START MATERIAL TO PROCESS

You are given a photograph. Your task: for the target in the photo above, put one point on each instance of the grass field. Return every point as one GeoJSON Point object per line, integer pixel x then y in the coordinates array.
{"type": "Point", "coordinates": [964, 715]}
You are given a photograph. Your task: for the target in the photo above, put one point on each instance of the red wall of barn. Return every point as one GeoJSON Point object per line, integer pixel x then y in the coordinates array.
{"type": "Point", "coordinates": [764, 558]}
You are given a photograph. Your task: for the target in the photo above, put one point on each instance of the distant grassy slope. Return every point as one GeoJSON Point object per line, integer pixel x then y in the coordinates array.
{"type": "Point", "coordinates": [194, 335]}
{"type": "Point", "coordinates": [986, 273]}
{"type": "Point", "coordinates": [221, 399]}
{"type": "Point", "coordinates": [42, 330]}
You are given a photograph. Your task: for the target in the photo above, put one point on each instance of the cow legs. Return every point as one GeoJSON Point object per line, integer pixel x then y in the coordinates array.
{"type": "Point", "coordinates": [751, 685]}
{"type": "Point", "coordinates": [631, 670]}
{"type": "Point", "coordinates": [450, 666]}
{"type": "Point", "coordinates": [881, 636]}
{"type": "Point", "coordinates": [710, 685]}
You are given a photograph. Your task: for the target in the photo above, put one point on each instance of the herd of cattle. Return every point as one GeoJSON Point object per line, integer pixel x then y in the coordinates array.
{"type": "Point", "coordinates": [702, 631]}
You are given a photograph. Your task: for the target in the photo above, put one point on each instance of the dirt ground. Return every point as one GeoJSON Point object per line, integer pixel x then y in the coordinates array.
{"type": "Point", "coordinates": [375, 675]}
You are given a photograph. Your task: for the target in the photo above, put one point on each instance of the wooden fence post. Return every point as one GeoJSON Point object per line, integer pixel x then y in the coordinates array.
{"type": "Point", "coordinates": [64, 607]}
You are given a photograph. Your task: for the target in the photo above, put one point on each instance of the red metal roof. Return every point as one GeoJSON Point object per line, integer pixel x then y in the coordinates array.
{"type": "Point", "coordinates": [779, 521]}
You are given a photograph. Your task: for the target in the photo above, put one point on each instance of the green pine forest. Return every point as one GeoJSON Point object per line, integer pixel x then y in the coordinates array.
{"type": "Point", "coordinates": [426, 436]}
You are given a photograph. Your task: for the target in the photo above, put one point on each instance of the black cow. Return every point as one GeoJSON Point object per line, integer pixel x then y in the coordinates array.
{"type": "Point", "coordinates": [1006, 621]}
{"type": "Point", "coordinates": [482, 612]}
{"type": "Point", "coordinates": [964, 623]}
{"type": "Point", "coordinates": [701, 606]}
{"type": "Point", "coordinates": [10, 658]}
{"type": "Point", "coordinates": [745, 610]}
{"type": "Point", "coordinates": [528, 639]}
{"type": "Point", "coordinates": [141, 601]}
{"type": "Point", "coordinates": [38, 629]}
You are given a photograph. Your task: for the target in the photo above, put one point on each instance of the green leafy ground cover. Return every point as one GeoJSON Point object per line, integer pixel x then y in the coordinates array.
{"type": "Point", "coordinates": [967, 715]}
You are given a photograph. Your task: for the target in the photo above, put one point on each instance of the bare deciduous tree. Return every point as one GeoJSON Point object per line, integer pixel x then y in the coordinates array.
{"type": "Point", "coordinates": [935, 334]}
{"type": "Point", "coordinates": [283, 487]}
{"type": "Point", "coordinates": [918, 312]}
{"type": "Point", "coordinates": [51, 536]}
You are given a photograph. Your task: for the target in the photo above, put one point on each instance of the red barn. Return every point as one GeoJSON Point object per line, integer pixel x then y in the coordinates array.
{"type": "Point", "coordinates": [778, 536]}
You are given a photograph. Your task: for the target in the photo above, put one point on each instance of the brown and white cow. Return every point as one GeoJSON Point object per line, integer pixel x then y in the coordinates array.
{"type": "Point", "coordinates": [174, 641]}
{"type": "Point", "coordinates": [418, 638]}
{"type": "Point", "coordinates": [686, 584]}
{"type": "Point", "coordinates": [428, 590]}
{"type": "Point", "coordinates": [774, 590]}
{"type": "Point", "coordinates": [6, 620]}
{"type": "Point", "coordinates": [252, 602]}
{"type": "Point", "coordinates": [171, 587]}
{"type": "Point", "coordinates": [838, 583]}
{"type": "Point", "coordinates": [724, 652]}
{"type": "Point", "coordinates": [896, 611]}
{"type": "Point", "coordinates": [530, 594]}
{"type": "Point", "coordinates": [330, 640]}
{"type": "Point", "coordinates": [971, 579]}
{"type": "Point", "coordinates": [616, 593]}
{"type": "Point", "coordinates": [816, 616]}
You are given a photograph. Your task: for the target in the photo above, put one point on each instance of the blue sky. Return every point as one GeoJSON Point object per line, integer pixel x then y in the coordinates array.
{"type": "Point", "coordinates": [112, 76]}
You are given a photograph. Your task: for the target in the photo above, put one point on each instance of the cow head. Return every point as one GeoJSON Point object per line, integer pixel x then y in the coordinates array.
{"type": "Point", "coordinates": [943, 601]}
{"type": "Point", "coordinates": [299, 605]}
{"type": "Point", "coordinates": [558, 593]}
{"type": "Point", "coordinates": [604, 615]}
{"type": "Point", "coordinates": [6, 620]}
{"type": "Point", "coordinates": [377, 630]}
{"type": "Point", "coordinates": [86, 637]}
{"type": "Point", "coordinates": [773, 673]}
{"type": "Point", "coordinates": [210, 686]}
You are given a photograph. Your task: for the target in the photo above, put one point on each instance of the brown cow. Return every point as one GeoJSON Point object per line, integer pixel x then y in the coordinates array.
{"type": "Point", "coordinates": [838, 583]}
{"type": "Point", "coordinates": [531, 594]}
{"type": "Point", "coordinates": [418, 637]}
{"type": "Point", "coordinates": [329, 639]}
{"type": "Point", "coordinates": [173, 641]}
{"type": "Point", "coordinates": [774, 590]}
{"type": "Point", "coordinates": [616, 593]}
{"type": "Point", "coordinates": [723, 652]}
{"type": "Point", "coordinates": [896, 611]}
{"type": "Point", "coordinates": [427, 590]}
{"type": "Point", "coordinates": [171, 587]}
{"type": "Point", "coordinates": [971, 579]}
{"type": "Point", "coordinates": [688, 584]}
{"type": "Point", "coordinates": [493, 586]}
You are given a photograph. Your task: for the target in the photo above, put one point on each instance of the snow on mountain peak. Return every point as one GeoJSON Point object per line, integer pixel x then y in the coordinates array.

END MATERIAL TO PROCESS

WORK INSTRUCTIONS:
What you give back should match the entries above exactly.

OUTPUT:
You are given a photograph. Your task: for the target in the photo above, put one point on each instance of the grass field. Return every point as one GeoJSON Point object per line, integer pixel x then y in the coordinates array.
{"type": "Point", "coordinates": [964, 715]}
You are given a photograph. Your task: for the target in the photo above, put one point on each instance of the red wall of barn. Return every point as one GeoJSON Point object per line, integer pixel x then y in the coordinates array.
{"type": "Point", "coordinates": [764, 558]}
You are given a photograph. Your task: for the target in the photo above, put one point on each instance of the distant grassy slope. Return every point as one GeoJSON Point object per line, integer pixel x then y in the coordinates array.
{"type": "Point", "coordinates": [194, 335]}
{"type": "Point", "coordinates": [986, 273]}
{"type": "Point", "coordinates": [221, 399]}
{"type": "Point", "coordinates": [42, 330]}
You are given a photograph. Your task: for the target in the photo above, put one point on each instance of the cow legs. Return every point as one GeoJSON Point object per line, integer pixel x then y in the coordinates array.
{"type": "Point", "coordinates": [751, 685]}
{"type": "Point", "coordinates": [631, 670]}
{"type": "Point", "coordinates": [450, 666]}
{"type": "Point", "coordinates": [881, 636]}
{"type": "Point", "coordinates": [710, 685]}
You are given a photograph. Your task: for the target in the photo above, put one point on each instance of the herd of cattle. Return every point as one GeoJSON Point object per line, integer pixel x then y in the coordinates array.
{"type": "Point", "coordinates": [702, 631]}
You are given a photograph. Your task: for the target in the photo above, put one point on each instance of the dirt ground. Return every point as one GeoJSON Point object per line, integer pixel x then y in the coordinates array.
{"type": "Point", "coordinates": [375, 675]}
You are given a photograph. Your task: for the target in the photo above, put one point on each instance of the wooden fence post. Return every point as one GeoJSON Point object per line, integer pixel x then y in the coordinates array.
{"type": "Point", "coordinates": [64, 607]}
You are given a photograph. Your task: for the target in the photo above, put one point on each instance of the red metal roof. Return every point as one GeoJSON Point object per line, integer pixel x then y in the coordinates array.
{"type": "Point", "coordinates": [779, 521]}
You are given a photograph. Your task: for the target in the photo above, put one point on each instance of the green pine forest. Return every point as one GeoJSON Point object per line, integer pixel x then y in the coordinates array.
{"type": "Point", "coordinates": [426, 436]}
You are given a photograph. Your task: for the target in the photo above, put one point on each instance of the black cow. Return every point as one GeoJSON Point object per line, integer pixel x then y in the coordinates array.
{"type": "Point", "coordinates": [1006, 621]}
{"type": "Point", "coordinates": [482, 612]}
{"type": "Point", "coordinates": [964, 623]}
{"type": "Point", "coordinates": [701, 606]}
{"type": "Point", "coordinates": [10, 658]}
{"type": "Point", "coordinates": [745, 610]}
{"type": "Point", "coordinates": [528, 639]}
{"type": "Point", "coordinates": [141, 601]}
{"type": "Point", "coordinates": [38, 629]}
You are given a photograph. Your task: for the target in the photo above, put one point on each instance of the green leafy ground cover. Return every point as one GeoJSON Point object per line, integer pixel x then y in the coordinates array.
{"type": "Point", "coordinates": [967, 715]}
You are given a photograph. Your task: for the target in the photo above, put one point on each instance of the bare deciduous tree. Return every point as one GeoJSON Point object per line, integer pixel x then y in the coordinates array.
{"type": "Point", "coordinates": [935, 334]}
{"type": "Point", "coordinates": [283, 487]}
{"type": "Point", "coordinates": [918, 312]}
{"type": "Point", "coordinates": [51, 536]}
You are given a photograph. Your task: for the target in the photo above, put one point on each instance of the red barn. Return every point as one GeoJSON Point object per line, integer pixel x then y in the coordinates array.
{"type": "Point", "coordinates": [778, 536]}
You are given a photograph. Your task: for the target in the photo above, put one point on each instance of the brown and white cow. Return every point as one GeoJSON Point object per line, integer pixel x then y in the coordinates array.
{"type": "Point", "coordinates": [174, 641]}
{"type": "Point", "coordinates": [418, 638]}
{"type": "Point", "coordinates": [686, 584]}
{"type": "Point", "coordinates": [428, 590]}
{"type": "Point", "coordinates": [774, 590]}
{"type": "Point", "coordinates": [6, 620]}
{"type": "Point", "coordinates": [252, 602]}
{"type": "Point", "coordinates": [171, 587]}
{"type": "Point", "coordinates": [838, 583]}
{"type": "Point", "coordinates": [724, 652]}
{"type": "Point", "coordinates": [896, 611]}
{"type": "Point", "coordinates": [530, 594]}
{"type": "Point", "coordinates": [330, 640]}
{"type": "Point", "coordinates": [971, 579]}
{"type": "Point", "coordinates": [616, 593]}
{"type": "Point", "coordinates": [816, 616]}
You are given a photograph. Your task: for the target in the photo above, put one point on each instance of the blue sky. Return every point as one GeoJSON Point object per line, integer pixel x then y in the coordinates array.
{"type": "Point", "coordinates": [112, 76]}
You are given a photograph. Your task: for the target in the photo above, put one point on each instance of the cow head. Return every point as one GeoJSON Point object per line, integer pixel x then y in the coordinates array.
{"type": "Point", "coordinates": [943, 601]}
{"type": "Point", "coordinates": [299, 605]}
{"type": "Point", "coordinates": [558, 593]}
{"type": "Point", "coordinates": [604, 615]}
{"type": "Point", "coordinates": [6, 620]}
{"type": "Point", "coordinates": [377, 630]}
{"type": "Point", "coordinates": [86, 637]}
{"type": "Point", "coordinates": [773, 673]}
{"type": "Point", "coordinates": [210, 686]}
You are given a photograph. Your task: for the target in the photo above, put one point on each instance of the brown cow. Return every point as one GeoJSON Point object per line, integer pixel x then y in the coordinates array.
{"type": "Point", "coordinates": [838, 583]}
{"type": "Point", "coordinates": [531, 594]}
{"type": "Point", "coordinates": [418, 637]}
{"type": "Point", "coordinates": [329, 639]}
{"type": "Point", "coordinates": [173, 641]}
{"type": "Point", "coordinates": [774, 590]}
{"type": "Point", "coordinates": [616, 593]}
{"type": "Point", "coordinates": [723, 652]}
{"type": "Point", "coordinates": [896, 611]}
{"type": "Point", "coordinates": [427, 590]}
{"type": "Point", "coordinates": [171, 587]}
{"type": "Point", "coordinates": [971, 579]}
{"type": "Point", "coordinates": [688, 584]}
{"type": "Point", "coordinates": [493, 586]}
You are given a photograph. Your task: for the target in the photo above, put one point on each instance of the snow on mountain peak. Return every point as one GeoJSON Point object per line, integer pixel x then y in the coordinates array.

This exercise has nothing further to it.